Image point grounding data =>
== Segment start ==

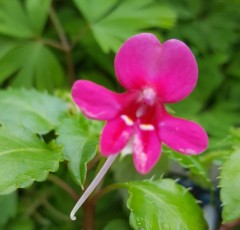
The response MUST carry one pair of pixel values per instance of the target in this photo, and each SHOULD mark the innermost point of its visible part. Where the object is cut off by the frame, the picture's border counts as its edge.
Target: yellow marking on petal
(146, 127)
(127, 120)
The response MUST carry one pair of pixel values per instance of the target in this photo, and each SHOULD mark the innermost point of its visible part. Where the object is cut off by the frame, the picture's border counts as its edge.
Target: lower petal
(115, 136)
(183, 136)
(146, 150)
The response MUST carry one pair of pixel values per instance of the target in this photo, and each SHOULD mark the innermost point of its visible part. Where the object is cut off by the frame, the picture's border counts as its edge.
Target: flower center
(142, 108)
(149, 96)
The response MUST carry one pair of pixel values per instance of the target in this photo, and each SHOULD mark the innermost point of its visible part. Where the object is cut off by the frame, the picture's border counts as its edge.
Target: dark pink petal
(115, 136)
(95, 101)
(178, 71)
(183, 136)
(146, 150)
(170, 68)
(137, 61)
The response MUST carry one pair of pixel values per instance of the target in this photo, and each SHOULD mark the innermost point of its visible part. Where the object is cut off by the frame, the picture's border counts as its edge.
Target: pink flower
(152, 74)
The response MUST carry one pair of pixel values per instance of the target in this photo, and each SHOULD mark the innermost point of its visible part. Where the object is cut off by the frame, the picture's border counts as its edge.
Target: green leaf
(24, 158)
(112, 22)
(193, 163)
(163, 204)
(38, 13)
(117, 224)
(124, 169)
(26, 62)
(8, 207)
(79, 138)
(14, 20)
(39, 112)
(230, 187)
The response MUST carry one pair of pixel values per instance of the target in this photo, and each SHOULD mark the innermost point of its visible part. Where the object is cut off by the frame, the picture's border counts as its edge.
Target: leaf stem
(65, 44)
(62, 184)
(55, 212)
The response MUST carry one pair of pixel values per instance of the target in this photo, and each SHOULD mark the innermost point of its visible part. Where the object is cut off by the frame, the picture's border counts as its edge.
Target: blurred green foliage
(47, 45)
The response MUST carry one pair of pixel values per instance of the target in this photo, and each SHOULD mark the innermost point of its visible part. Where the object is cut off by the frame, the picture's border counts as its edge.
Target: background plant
(44, 47)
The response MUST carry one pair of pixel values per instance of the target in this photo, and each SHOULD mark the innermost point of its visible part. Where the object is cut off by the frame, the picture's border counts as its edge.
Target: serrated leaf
(39, 112)
(230, 187)
(124, 169)
(13, 20)
(24, 158)
(195, 166)
(38, 13)
(112, 22)
(79, 142)
(26, 62)
(163, 204)
(8, 207)
(117, 224)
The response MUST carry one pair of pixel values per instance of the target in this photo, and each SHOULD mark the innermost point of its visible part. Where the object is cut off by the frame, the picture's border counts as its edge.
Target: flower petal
(146, 150)
(136, 60)
(95, 101)
(170, 67)
(115, 136)
(183, 136)
(178, 72)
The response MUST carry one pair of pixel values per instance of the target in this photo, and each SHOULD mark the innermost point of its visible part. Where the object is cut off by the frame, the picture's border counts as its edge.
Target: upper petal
(146, 150)
(183, 136)
(115, 136)
(95, 101)
(136, 61)
(170, 67)
(178, 72)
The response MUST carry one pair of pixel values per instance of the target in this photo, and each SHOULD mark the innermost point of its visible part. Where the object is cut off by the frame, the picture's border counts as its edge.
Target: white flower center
(149, 96)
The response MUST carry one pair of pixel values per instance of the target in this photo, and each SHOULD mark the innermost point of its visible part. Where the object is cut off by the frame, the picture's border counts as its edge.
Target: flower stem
(93, 185)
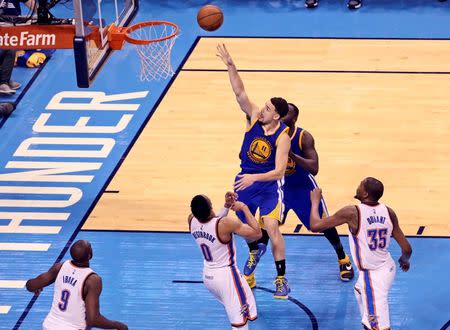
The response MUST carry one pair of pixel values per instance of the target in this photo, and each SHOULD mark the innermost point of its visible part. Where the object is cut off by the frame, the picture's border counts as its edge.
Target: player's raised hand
(316, 195)
(238, 206)
(37, 292)
(230, 198)
(404, 263)
(244, 181)
(223, 54)
(121, 326)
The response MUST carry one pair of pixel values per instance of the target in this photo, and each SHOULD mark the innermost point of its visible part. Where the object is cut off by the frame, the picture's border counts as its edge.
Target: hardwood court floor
(392, 125)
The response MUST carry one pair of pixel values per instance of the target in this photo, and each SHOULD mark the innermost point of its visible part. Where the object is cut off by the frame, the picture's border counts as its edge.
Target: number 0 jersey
(370, 244)
(216, 254)
(68, 308)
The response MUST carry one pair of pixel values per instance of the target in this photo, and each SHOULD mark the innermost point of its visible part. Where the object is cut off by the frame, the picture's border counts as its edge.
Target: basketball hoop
(153, 41)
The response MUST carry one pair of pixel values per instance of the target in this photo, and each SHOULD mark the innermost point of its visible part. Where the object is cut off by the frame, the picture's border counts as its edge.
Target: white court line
(4, 309)
(24, 246)
(12, 284)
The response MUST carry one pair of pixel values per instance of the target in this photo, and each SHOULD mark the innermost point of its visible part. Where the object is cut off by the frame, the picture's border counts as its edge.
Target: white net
(155, 56)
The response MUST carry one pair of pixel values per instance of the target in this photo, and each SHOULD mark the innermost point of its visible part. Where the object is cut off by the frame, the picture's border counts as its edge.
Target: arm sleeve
(223, 212)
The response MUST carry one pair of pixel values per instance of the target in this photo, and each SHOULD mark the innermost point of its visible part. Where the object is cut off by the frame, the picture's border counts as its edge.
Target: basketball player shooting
(264, 155)
(371, 225)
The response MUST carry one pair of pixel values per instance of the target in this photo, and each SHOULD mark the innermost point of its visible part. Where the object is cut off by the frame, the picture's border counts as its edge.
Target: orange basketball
(210, 17)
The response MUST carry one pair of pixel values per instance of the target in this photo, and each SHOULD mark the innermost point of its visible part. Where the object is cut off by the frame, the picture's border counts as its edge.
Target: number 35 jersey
(370, 244)
(68, 308)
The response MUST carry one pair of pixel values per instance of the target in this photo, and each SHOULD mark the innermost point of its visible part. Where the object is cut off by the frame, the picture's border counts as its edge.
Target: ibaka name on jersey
(69, 280)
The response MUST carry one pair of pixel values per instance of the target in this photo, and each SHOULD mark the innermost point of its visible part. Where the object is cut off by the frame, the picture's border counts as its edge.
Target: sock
(252, 246)
(265, 237)
(333, 237)
(280, 265)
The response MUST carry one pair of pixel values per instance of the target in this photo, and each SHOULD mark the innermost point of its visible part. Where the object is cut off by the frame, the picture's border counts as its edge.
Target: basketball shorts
(297, 198)
(232, 290)
(50, 323)
(266, 196)
(371, 292)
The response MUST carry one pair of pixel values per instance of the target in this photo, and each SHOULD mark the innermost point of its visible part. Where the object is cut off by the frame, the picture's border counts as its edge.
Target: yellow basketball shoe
(251, 280)
(346, 272)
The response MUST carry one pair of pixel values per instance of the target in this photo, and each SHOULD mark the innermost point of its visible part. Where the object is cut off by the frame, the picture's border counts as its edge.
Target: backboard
(90, 54)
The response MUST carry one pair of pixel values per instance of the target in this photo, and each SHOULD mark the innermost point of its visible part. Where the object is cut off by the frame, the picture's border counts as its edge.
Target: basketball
(210, 17)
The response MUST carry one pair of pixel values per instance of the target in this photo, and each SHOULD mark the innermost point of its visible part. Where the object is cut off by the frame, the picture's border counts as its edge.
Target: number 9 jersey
(68, 310)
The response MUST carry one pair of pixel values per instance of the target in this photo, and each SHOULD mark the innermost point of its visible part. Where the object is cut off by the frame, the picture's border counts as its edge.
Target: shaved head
(81, 251)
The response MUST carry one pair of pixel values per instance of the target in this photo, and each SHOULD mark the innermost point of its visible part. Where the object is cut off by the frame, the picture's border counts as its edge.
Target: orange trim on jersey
(82, 285)
(286, 130)
(373, 298)
(231, 253)
(359, 220)
(77, 266)
(358, 254)
(236, 287)
(251, 125)
(217, 233)
(190, 217)
(293, 135)
(300, 139)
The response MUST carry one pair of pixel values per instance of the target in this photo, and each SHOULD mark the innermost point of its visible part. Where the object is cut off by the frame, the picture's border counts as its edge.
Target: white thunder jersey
(370, 245)
(216, 253)
(68, 310)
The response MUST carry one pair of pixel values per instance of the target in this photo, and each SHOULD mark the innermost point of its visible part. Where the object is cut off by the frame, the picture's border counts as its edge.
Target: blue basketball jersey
(258, 150)
(296, 175)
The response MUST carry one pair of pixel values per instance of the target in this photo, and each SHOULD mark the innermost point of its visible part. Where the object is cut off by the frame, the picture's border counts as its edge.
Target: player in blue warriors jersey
(264, 155)
(303, 165)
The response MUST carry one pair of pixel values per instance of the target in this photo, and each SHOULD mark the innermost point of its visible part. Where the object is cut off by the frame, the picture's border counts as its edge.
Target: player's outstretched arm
(230, 198)
(229, 225)
(311, 160)
(346, 214)
(398, 235)
(93, 286)
(236, 83)
(37, 284)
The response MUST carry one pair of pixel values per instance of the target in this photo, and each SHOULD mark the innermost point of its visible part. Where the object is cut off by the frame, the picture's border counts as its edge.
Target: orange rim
(145, 24)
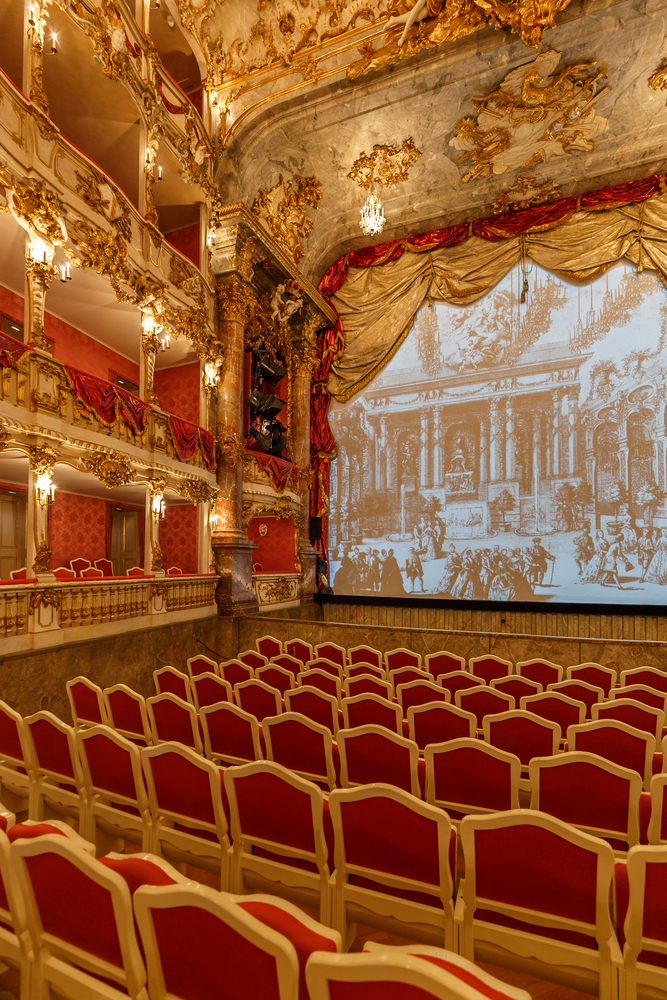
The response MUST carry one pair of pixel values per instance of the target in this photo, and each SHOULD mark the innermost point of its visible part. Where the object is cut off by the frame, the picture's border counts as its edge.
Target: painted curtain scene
(512, 451)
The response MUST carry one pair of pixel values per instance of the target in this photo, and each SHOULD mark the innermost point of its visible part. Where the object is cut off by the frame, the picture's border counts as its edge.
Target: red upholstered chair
(420, 693)
(80, 921)
(437, 723)
(443, 663)
(483, 701)
(580, 691)
(617, 742)
(595, 674)
(330, 651)
(518, 687)
(316, 705)
(459, 680)
(174, 720)
(555, 707)
(592, 794)
(231, 736)
(299, 650)
(371, 710)
(209, 689)
(467, 776)
(277, 821)
(202, 944)
(650, 720)
(365, 684)
(489, 667)
(537, 887)
(302, 746)
(252, 659)
(523, 734)
(269, 646)
(370, 754)
(86, 702)
(402, 657)
(235, 671)
(365, 654)
(641, 918)
(126, 712)
(322, 680)
(650, 676)
(276, 677)
(201, 664)
(544, 672)
(116, 805)
(168, 680)
(395, 858)
(258, 698)
(55, 767)
(185, 795)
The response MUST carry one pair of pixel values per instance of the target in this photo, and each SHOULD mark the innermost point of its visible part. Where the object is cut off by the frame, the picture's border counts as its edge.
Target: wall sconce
(45, 489)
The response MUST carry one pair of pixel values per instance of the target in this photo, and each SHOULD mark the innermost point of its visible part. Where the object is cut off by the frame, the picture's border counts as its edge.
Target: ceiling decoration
(535, 115)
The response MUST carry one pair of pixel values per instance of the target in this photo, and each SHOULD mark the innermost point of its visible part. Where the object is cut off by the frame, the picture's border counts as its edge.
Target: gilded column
(231, 549)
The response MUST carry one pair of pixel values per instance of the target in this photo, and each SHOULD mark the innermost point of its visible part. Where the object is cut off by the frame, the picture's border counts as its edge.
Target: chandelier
(372, 217)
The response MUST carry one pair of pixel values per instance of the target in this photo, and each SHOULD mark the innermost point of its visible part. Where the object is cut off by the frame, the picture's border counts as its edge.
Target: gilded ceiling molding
(535, 115)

== Segment end ==

GOAL OF THE EXERCISE => Could you restate, word for word, every line from the one containing "Target: gilded column" through the last line of the records above, and nothing more?

SOLUTION FOR THIS TASK =>
Target: gilded column
(231, 549)
The response MUST carry one pair of pixel values per instance of the target in this photo, and each SHOULD mark the innermost point of its visible part. Where the object is cut off by the frame, the picture's border counts as its edge.
Target: chandelier
(372, 217)
The response MUST carry one pair of pixel values per instance of the target in this photo, and each SHOULD mark the innermost point of its visible part. Where the object is cut off by the frame, the picture's border counts as its edge.
Target: gilded ceiling molding
(535, 115)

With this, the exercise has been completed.